Using the material below, print the line that contains "Target: reflection in shop window", the line that contains "Target: cobblestone pavement", and every line in between, exactly and nothing else.
═══ PROVIDED RECORDS
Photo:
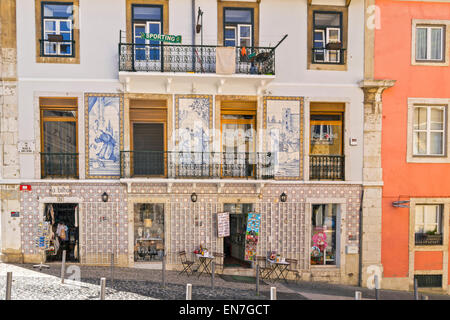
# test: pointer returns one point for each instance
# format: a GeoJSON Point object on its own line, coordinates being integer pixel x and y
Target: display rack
══════
═══ PROVIDED RECORDS
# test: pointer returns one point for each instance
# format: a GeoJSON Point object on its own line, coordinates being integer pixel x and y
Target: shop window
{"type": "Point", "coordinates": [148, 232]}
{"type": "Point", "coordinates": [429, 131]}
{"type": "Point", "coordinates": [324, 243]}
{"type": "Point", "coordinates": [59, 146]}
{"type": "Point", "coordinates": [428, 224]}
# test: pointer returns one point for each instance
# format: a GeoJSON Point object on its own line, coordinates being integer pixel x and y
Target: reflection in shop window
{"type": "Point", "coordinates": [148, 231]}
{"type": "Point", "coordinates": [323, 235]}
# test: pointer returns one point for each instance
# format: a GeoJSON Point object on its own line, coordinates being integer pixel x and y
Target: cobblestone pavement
══════
*SOLUTION FOR THIS TASK*
Target: reflection in shop window
{"type": "Point", "coordinates": [148, 231]}
{"type": "Point", "coordinates": [323, 235]}
# test: pointer returns one point for each instance
# format: a GeoJSON Point object on its own line, coordinates being integer pixel x and y
Target: cobblestone pavement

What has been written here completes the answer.